Problem requirements:
Write out the entries verbatim and leave the images out of the copy.

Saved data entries
________________________

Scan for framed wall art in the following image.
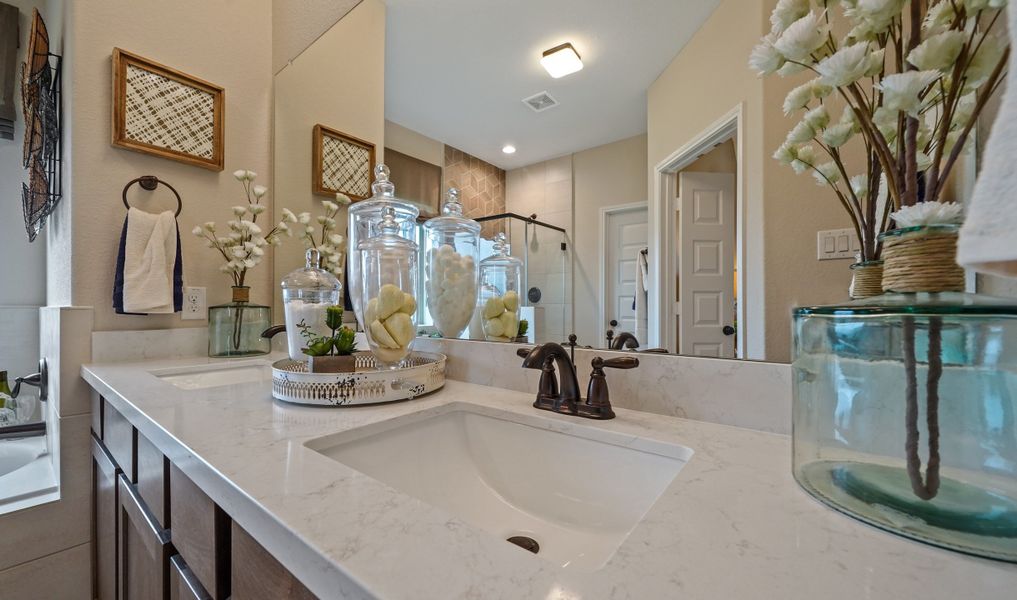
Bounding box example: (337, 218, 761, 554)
(313, 124, 375, 200)
(112, 48, 225, 171)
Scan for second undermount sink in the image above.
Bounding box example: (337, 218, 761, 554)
(307, 404, 692, 571)
(151, 360, 272, 390)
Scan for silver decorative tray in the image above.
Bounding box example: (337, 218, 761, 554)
(271, 351, 446, 407)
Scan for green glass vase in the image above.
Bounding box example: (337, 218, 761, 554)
(208, 286, 271, 358)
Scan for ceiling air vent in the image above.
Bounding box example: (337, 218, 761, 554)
(522, 91, 558, 113)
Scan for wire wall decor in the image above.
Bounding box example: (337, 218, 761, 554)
(20, 9, 62, 242)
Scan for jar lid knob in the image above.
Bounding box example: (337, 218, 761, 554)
(378, 206, 400, 235)
(442, 187, 463, 217)
(493, 231, 510, 255)
(305, 248, 322, 269)
(371, 164, 395, 198)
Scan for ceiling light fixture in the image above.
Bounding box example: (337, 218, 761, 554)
(502, 145, 517, 154)
(540, 42, 583, 79)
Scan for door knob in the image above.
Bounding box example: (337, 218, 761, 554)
(722, 325, 736, 336)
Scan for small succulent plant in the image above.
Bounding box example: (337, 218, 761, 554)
(299, 305, 358, 357)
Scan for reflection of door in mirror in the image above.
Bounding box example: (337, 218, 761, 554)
(602, 204, 648, 348)
(677, 171, 735, 358)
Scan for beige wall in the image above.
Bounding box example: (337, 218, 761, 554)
(682, 139, 736, 174)
(648, 0, 858, 362)
(63, 0, 273, 332)
(572, 134, 648, 347)
(272, 0, 362, 74)
(272, 0, 386, 318)
(385, 120, 443, 167)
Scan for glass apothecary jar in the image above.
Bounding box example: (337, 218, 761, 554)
(478, 232, 522, 342)
(358, 207, 418, 367)
(348, 164, 419, 327)
(792, 292, 1017, 562)
(281, 248, 342, 361)
(208, 286, 271, 357)
(423, 188, 480, 339)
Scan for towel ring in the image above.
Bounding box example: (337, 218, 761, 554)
(122, 175, 182, 217)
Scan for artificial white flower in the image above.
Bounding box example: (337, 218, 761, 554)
(281, 208, 298, 223)
(329, 233, 344, 245)
(749, 32, 786, 75)
(244, 170, 257, 180)
(770, 0, 810, 34)
(252, 246, 265, 257)
(877, 70, 940, 115)
(191, 226, 203, 236)
(249, 205, 266, 215)
(891, 202, 964, 227)
(839, 108, 862, 134)
(872, 106, 899, 141)
(773, 142, 797, 164)
(203, 221, 215, 231)
(804, 105, 830, 130)
(787, 120, 816, 144)
(812, 162, 841, 186)
(965, 34, 1007, 89)
(232, 206, 247, 216)
(812, 79, 833, 99)
(316, 215, 328, 225)
(923, 2, 956, 32)
(776, 61, 808, 77)
(232, 247, 246, 259)
(850, 175, 869, 200)
(298, 212, 311, 224)
(774, 11, 828, 61)
(847, 0, 905, 35)
(817, 42, 871, 87)
(783, 80, 815, 115)
(908, 30, 966, 71)
(791, 144, 816, 173)
(322, 200, 339, 212)
(244, 259, 257, 269)
(863, 48, 885, 77)
(334, 193, 352, 206)
(304, 226, 315, 235)
(252, 185, 268, 198)
(822, 123, 855, 148)
(232, 169, 246, 181)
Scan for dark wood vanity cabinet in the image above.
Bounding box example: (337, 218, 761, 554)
(92, 396, 316, 600)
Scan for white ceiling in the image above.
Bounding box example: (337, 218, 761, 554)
(383, 0, 722, 170)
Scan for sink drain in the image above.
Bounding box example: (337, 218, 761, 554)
(506, 535, 540, 554)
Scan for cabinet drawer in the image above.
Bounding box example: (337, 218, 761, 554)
(92, 436, 119, 600)
(169, 464, 230, 599)
(170, 555, 211, 600)
(91, 391, 103, 438)
(137, 433, 169, 529)
(118, 474, 171, 600)
(105, 404, 137, 481)
(231, 522, 316, 600)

________________________

Result of the task:
Scan for framed wall art in the following image.
Bounding box example: (337, 218, 761, 554)
(313, 124, 375, 200)
(112, 48, 225, 171)
Scan for second undermount sink in the image above.
Bounding box example: (337, 218, 761, 554)
(307, 404, 692, 571)
(151, 360, 272, 390)
Scan for silver decorative tray in the image above.
Bounding box example: (337, 218, 761, 554)
(271, 351, 446, 407)
Scan for green glass vase in the image above.
Bounding box example: (337, 218, 761, 554)
(208, 286, 271, 358)
Scan for ceiling air vent in the image above.
Bounding box example: (337, 218, 761, 554)
(522, 91, 558, 113)
Scan for wire wall decor in the image above.
Bounding box example: (337, 218, 761, 554)
(20, 9, 62, 242)
Scan for jar lid knob in the image above.
Bounding box example: (337, 218, 761, 554)
(378, 206, 400, 235)
(442, 187, 463, 217)
(493, 231, 510, 255)
(305, 248, 322, 269)
(371, 164, 395, 198)
Scan for ceiling light fixture in the image above.
Bounding box example: (337, 218, 761, 554)
(502, 145, 517, 154)
(540, 42, 583, 79)
Scan for door knob in the image above.
Bounding box example: (337, 218, 761, 554)
(722, 325, 736, 336)
Scan for small succulent plant in the image above.
Bounding box example: (337, 218, 761, 554)
(299, 305, 358, 357)
Scan for reflection of door in mirror in the image above.
Bounding box example: (337, 218, 761, 554)
(602, 204, 648, 348)
(677, 171, 735, 358)
Scan for beige wall in the image above.
Bounding box example: (337, 218, 761, 554)
(682, 139, 736, 174)
(648, 0, 858, 362)
(63, 0, 273, 332)
(572, 134, 648, 347)
(272, 0, 362, 74)
(272, 0, 386, 318)
(385, 120, 443, 167)
Scan for glass apothecary jar in the image above.
Bounding box example: (337, 218, 761, 554)
(478, 232, 522, 342)
(358, 207, 418, 367)
(348, 164, 419, 327)
(792, 292, 1017, 562)
(281, 248, 342, 361)
(208, 286, 271, 357)
(423, 188, 480, 339)
Scan for towel ring in the image above.
Bounding box example: (337, 218, 761, 554)
(122, 175, 182, 217)
Scan for artificial white flower in the image above.
Bounding box example: (337, 218, 761, 554)
(281, 208, 298, 223)
(329, 233, 344, 245)
(749, 32, 786, 75)
(244, 170, 257, 180)
(770, 0, 810, 34)
(252, 246, 265, 257)
(877, 70, 940, 115)
(191, 226, 203, 236)
(249, 205, 266, 215)
(891, 202, 964, 227)
(839, 108, 862, 134)
(872, 106, 899, 141)
(773, 142, 797, 164)
(203, 221, 215, 231)
(804, 105, 830, 130)
(787, 120, 816, 144)
(812, 162, 841, 186)
(965, 34, 1007, 89)
(232, 206, 247, 216)
(812, 79, 833, 99)
(316, 215, 328, 225)
(923, 2, 956, 32)
(776, 61, 808, 77)
(232, 247, 246, 259)
(850, 175, 869, 200)
(298, 212, 311, 224)
(774, 11, 828, 61)
(847, 0, 905, 35)
(817, 42, 871, 87)
(783, 80, 815, 115)
(908, 30, 966, 71)
(791, 144, 816, 173)
(322, 200, 339, 212)
(244, 259, 257, 269)
(863, 48, 885, 77)
(334, 193, 352, 206)
(304, 226, 315, 235)
(252, 185, 268, 198)
(822, 123, 855, 148)
(232, 169, 246, 181)
Scan for dark wood vanity cabinet in the image above.
Bounding box example: (337, 218, 761, 554)
(92, 396, 316, 600)
Scan for white ceiling in the image above.
Bounding box example: (337, 218, 761, 554)
(383, 0, 722, 170)
Scan for sink drain in the image above.
Bounding box example: (337, 218, 761, 554)
(506, 535, 540, 554)
Scan for cabinet drawer in the image above.
Bounding box example: (337, 218, 761, 554)
(92, 436, 119, 600)
(169, 464, 230, 599)
(170, 555, 211, 600)
(91, 391, 103, 438)
(137, 433, 169, 529)
(118, 474, 171, 600)
(105, 404, 137, 481)
(231, 522, 316, 600)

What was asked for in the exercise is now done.